- REQUIRED TASK A:
Answer these from the court opinion in Wright v. Petty:
(i) How old was Howard Petty?
(ii) Where was the carrying capacity of Howard's rifle tested?
(iii) What is Eleonore street paved with between Coliseum and St. Charles?

- SUPPLIED TEXT:
Wright v. Petty

7 La. App. 584 | La. Ct. App. | 1927

CLAIBORNE, J.

The circumstantial evidence in this case is so strong that it compels me to the irresistible conclusion that it was a shot fired by Howard Petty from a rifle in his hands that struck Charles D. Wright in the eye, and that, therefore, Charles D. Wright is entitled to a judgment against Howard Petty’s father, A. T. Petty, the defendant in this case.

The facts are short and simple. Howard Petty, 14 years of age, held in his hands an air rifle loaded bith B.B. shots, and stood on the lower side of Eleonore street near the river side corner of Prytania street; near him was a boy, Prank Young, 9 years old; Prank borrowed the rifle and fired one shot at a post across the street; Howard then took back his rifle and said to Prank: “Watch me hit the other post,” and he aimed at a post upon the same side of the street upon which he stood driven some feet nearer the river upon the sidewalk near the street, and fired; just then a boy, Charles Wright, upon a bicycle running along Eleonore street, between Perrier and Prytania, in the direction of St. Charles, uttered a scream, and raising his hands from his wheel to his eyes, fell to the ground; his right eye had been violently struck by some hard substance and painfully injured. He was 'helped to his feet by a girl companion, Julia Harrell, 14 years old, and taken to the -home of an oculist, Young. Charles Wright is the main plaintiff in this ease. He sues the father of Howard, charging him with having fired the shot that struck his eye. Who else could have hurled that missile that struck plaintiff’s eye? There was no other rifle in that block or near there, nor was there anyone throwing stones, nor were there any stones on that street. Eleonore street is paved with asphalt from Coliseum to St. Charles. Perrier street is graveled, but it does not appear that any gravel was thrown from that street to Eleonore. Charles had come down into Eleonore street with other bicycle riders of his own age or younger, but they had come down Coliseum street and not Perrier. Besides Charles was hurt after he had passed Perrier street, and he and his companions were driving out St. Charles street turning their backs to Coliseum street and not likely to receive a gravel in the eye from that direction. It is also likely that the gravel would have been found at the place of the accident, but none was seen. The only defense is that the rifle fired by Howard carried, or sent a B.B. shot, only one hundred and twenty feet, while Charles was further off from Howard at the time he fired.

The test of the carrying capacity of Howard’s rifle was made in the water in the lakes at Audubon Park calculating the distance from the muzzle of the rifle to the spot where the shot fell. But Howard fired in a street, and his shot fell, not into water in which it immediately sank, but upon an asphalt pavement where it bounded off and speeded further.

- EXTRACTED INFORMATION:
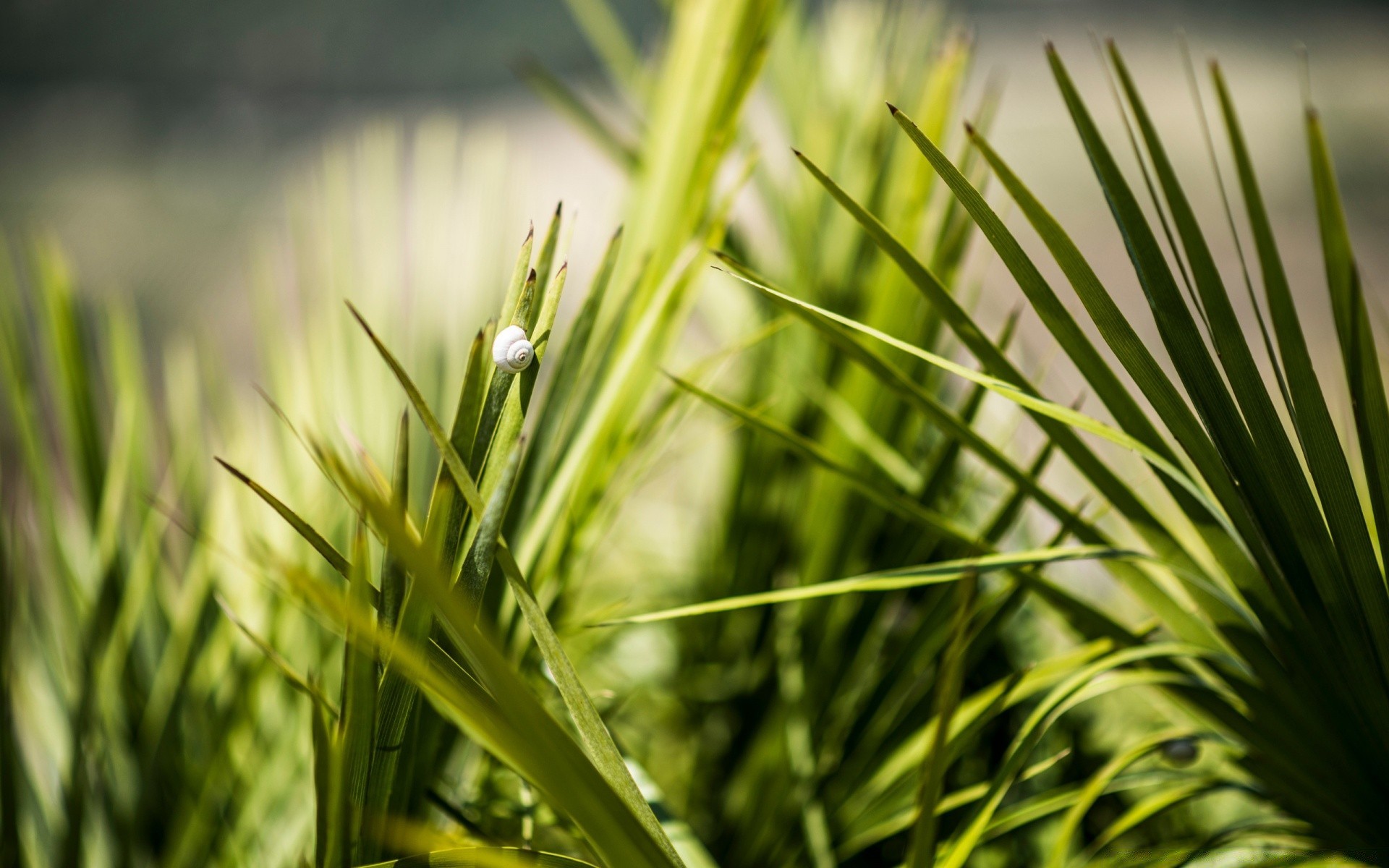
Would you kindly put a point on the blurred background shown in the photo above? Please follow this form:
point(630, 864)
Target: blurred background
point(160, 140)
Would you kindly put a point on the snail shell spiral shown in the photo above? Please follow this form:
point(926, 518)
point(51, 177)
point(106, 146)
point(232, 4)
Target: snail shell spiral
point(511, 350)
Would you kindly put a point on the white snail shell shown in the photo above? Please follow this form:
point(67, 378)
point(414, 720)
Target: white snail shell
point(511, 350)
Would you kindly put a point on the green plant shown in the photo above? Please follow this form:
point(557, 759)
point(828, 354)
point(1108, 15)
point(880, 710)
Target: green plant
point(315, 660)
point(1270, 588)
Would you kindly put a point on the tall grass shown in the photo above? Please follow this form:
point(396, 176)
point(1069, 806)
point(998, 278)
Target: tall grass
point(377, 629)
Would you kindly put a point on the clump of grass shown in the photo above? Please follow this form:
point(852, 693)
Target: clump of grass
point(359, 643)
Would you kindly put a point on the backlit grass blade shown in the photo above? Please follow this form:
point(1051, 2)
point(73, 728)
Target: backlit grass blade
point(1099, 783)
point(999, 365)
point(392, 575)
point(596, 736)
point(1352, 552)
point(1359, 356)
point(501, 712)
point(888, 579)
point(872, 489)
point(478, 564)
point(484, 857)
point(1198, 371)
point(921, 851)
point(356, 727)
point(335, 558)
point(1146, 373)
point(12, 774)
point(1019, 396)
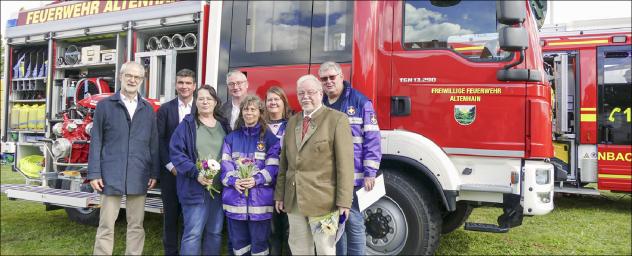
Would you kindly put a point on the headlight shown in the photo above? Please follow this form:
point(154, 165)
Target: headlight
point(542, 176)
point(58, 129)
point(88, 128)
point(545, 197)
point(61, 148)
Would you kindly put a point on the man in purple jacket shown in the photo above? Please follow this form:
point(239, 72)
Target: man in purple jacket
point(366, 147)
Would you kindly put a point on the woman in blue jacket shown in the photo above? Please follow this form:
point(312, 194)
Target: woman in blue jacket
point(199, 136)
point(277, 113)
point(249, 215)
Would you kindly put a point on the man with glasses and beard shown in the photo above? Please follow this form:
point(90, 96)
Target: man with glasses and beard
point(366, 148)
point(237, 88)
point(315, 176)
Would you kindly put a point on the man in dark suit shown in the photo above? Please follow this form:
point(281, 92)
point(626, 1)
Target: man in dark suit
point(315, 170)
point(237, 88)
point(170, 115)
point(123, 160)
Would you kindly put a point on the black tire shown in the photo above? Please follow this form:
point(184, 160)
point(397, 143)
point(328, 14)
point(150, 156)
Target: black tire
point(455, 219)
point(420, 225)
point(85, 216)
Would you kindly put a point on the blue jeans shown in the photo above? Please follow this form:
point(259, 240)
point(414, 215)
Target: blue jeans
point(353, 241)
point(203, 225)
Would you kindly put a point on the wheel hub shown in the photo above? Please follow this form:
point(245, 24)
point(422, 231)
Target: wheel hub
point(377, 224)
point(386, 227)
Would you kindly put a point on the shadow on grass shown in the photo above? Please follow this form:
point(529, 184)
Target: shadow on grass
point(608, 202)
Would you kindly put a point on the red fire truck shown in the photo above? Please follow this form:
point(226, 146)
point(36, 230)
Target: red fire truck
point(459, 88)
point(592, 82)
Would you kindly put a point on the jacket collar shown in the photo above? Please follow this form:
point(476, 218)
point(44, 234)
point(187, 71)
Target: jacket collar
point(252, 130)
point(141, 101)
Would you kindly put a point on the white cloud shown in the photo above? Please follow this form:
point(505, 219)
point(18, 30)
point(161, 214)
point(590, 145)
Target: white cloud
point(425, 25)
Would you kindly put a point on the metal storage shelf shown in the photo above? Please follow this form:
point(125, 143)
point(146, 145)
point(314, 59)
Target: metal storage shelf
point(92, 65)
point(28, 101)
point(28, 79)
point(33, 144)
point(27, 131)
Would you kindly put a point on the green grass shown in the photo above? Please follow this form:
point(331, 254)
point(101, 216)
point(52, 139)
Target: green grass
point(578, 225)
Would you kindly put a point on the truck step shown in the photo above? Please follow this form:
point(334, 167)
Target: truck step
point(67, 198)
point(483, 227)
point(574, 190)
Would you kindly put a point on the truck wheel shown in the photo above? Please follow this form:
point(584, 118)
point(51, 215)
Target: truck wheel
point(85, 216)
point(405, 221)
point(454, 220)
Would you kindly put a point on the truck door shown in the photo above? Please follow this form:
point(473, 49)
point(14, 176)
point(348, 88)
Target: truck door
point(270, 42)
point(444, 85)
point(614, 83)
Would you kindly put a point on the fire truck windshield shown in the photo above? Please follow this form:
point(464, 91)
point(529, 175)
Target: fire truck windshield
point(466, 27)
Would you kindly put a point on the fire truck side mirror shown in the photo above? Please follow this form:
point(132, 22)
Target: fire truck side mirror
point(513, 39)
point(510, 12)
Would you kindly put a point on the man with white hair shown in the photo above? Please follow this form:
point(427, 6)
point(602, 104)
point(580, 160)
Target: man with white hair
point(237, 83)
point(315, 176)
point(123, 160)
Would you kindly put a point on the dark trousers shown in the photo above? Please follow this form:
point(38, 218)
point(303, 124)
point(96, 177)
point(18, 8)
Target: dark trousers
point(172, 212)
point(279, 236)
point(249, 237)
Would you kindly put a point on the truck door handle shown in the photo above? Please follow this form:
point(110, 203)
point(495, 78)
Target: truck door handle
point(400, 105)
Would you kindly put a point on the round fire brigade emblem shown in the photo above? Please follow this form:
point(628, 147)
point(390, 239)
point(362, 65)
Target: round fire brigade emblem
point(464, 114)
point(261, 146)
point(351, 111)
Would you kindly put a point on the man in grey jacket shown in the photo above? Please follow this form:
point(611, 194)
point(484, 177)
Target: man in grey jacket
point(123, 160)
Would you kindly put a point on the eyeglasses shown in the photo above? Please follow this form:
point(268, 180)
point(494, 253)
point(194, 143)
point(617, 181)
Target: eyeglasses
point(327, 78)
point(309, 93)
point(236, 83)
point(136, 78)
point(206, 99)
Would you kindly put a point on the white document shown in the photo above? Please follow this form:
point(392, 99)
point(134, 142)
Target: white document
point(367, 198)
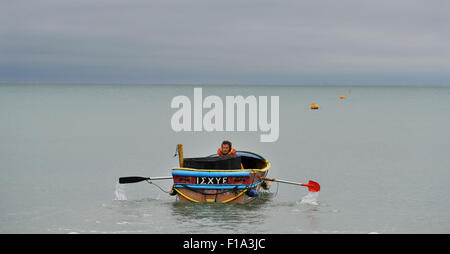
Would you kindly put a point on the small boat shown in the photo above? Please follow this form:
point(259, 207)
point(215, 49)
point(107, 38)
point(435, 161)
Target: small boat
point(220, 179)
point(223, 179)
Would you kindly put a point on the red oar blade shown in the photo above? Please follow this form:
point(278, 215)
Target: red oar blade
point(312, 186)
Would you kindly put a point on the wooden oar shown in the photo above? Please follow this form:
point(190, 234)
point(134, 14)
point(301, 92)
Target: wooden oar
point(312, 186)
point(136, 179)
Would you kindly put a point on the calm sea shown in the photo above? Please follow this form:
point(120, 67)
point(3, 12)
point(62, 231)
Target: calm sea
point(381, 155)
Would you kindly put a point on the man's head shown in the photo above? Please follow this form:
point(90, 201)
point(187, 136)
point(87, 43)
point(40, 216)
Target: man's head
point(226, 147)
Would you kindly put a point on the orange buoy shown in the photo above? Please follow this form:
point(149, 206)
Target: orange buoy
point(314, 106)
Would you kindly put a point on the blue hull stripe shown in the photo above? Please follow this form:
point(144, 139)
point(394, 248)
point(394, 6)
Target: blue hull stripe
point(217, 186)
point(210, 173)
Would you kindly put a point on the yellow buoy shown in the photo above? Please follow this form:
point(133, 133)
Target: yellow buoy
point(314, 106)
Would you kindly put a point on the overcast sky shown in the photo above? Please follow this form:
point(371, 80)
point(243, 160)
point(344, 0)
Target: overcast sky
point(226, 41)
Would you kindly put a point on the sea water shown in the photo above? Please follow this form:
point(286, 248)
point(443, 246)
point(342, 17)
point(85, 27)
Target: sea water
point(381, 156)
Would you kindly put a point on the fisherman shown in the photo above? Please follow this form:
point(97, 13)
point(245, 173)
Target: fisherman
point(226, 149)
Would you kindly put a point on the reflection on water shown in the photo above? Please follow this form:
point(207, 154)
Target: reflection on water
point(219, 217)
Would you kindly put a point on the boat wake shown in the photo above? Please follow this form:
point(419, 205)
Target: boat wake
point(120, 192)
point(310, 199)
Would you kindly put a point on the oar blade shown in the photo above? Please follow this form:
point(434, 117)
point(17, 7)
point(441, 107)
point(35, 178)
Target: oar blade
point(312, 186)
point(132, 179)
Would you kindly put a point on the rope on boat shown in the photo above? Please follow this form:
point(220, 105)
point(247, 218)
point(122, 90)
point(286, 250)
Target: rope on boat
point(148, 181)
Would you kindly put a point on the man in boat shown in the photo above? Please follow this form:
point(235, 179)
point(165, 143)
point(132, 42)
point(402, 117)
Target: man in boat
point(226, 149)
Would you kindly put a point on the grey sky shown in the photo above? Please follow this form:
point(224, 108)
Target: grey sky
point(212, 41)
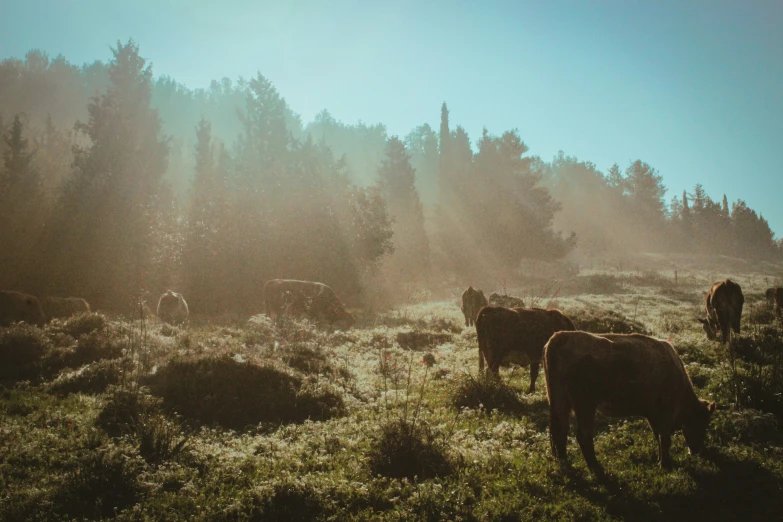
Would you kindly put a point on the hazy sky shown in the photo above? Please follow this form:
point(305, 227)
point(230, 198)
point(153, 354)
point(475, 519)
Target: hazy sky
point(695, 88)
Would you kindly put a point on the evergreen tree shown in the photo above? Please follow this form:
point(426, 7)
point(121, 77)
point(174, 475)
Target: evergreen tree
point(21, 205)
point(397, 180)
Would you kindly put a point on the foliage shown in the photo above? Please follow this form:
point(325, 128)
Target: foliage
point(236, 395)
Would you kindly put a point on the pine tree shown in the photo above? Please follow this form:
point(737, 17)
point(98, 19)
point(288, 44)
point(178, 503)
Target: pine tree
point(21, 205)
point(397, 180)
point(101, 239)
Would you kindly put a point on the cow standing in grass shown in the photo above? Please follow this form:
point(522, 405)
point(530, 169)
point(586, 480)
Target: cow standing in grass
point(64, 307)
point(517, 335)
point(472, 302)
point(172, 308)
point(305, 298)
point(723, 304)
point(506, 301)
point(18, 307)
point(620, 375)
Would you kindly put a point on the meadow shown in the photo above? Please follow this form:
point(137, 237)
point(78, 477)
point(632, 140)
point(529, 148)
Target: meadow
point(233, 419)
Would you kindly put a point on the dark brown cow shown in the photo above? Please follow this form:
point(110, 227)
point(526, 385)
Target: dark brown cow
point(620, 375)
point(775, 297)
point(506, 301)
point(472, 302)
point(305, 298)
point(17, 306)
point(172, 308)
point(63, 307)
point(518, 335)
point(724, 304)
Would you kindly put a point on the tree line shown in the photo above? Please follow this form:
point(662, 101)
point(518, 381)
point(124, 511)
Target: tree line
point(114, 182)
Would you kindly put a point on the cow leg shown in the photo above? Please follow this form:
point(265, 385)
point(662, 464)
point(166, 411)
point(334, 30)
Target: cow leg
point(585, 431)
point(533, 376)
point(558, 429)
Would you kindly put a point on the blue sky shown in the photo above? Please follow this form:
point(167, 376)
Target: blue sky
point(693, 87)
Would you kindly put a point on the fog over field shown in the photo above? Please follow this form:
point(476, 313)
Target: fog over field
point(234, 241)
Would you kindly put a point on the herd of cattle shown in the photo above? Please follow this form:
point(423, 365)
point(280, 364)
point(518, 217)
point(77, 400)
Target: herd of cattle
point(618, 374)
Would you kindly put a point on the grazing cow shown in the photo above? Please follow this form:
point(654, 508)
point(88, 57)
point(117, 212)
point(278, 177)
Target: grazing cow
point(775, 297)
point(621, 375)
point(16, 307)
point(172, 308)
point(517, 335)
point(305, 298)
point(724, 310)
point(506, 301)
point(472, 302)
point(63, 307)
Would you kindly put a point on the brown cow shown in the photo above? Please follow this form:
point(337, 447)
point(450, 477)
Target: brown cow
point(724, 304)
point(517, 335)
point(506, 301)
point(775, 297)
point(172, 308)
point(620, 375)
point(472, 302)
point(63, 307)
point(305, 298)
point(17, 306)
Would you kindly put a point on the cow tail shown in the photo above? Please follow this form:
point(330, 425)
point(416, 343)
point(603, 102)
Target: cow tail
point(483, 342)
point(557, 394)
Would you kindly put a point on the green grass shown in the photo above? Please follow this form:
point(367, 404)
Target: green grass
point(388, 421)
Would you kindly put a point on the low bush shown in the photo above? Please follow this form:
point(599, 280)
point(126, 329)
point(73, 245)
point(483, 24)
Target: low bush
point(605, 321)
point(83, 324)
point(746, 427)
point(422, 340)
point(485, 392)
point(21, 349)
point(102, 485)
point(124, 410)
point(92, 379)
point(405, 449)
point(222, 390)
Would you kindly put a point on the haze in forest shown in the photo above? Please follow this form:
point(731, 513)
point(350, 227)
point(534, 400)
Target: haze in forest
point(372, 145)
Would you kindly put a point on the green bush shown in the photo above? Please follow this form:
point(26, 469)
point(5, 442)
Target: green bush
point(487, 392)
point(102, 485)
point(405, 449)
point(83, 324)
point(221, 390)
point(21, 348)
point(422, 340)
point(124, 410)
point(92, 379)
point(605, 321)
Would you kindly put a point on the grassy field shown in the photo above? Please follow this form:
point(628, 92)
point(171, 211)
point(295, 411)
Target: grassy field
point(112, 418)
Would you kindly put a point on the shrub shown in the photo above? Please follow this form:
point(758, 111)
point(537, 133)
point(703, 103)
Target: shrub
point(83, 324)
point(746, 427)
point(487, 392)
point(605, 321)
point(21, 348)
point(93, 378)
point(422, 340)
point(405, 449)
point(160, 439)
point(124, 410)
point(103, 484)
point(235, 394)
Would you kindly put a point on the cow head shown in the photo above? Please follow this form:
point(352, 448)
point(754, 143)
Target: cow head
point(32, 311)
point(710, 328)
point(694, 427)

- REQUIRED TASK B: In the records, rewrite the stretch from the line containing "Would you kindly put a point on the brown" through the line containing "point(222, 390)", changing every "cow" to "calf" and leaving everything else unchanged.

- CORRECT OUTPUT A:
(i) 14 years old.
(ii) In the water in the lakes at Audubon Park.
(iii) Asphalt.

- CORRECT OUTPUT B:
Would you kindly put a point on the brown calf shown in the photo above? Please follow this form:
point(337, 447)
point(450, 477)
Target: brown calf
point(724, 304)
point(517, 335)
point(506, 301)
point(775, 297)
point(172, 308)
point(620, 375)
point(472, 302)
point(63, 307)
point(305, 298)
point(17, 306)
Would you kindly put a point on the calf tail shown in the photo above? Please follow this form:
point(330, 425)
point(416, 343)
point(603, 102)
Target: calf tail
point(483, 342)
point(557, 394)
Would you kindly put a point on the green grass shown in the photo above? Please follow this form:
point(367, 404)
Target: green grass
point(388, 421)
Would you kindly put a point on the low bush shown in the photo above? Please follow this form:
point(599, 280)
point(126, 329)
point(73, 245)
point(483, 24)
Target: low bush
point(605, 321)
point(83, 324)
point(746, 427)
point(422, 340)
point(485, 392)
point(21, 349)
point(102, 485)
point(124, 410)
point(92, 379)
point(405, 449)
point(222, 390)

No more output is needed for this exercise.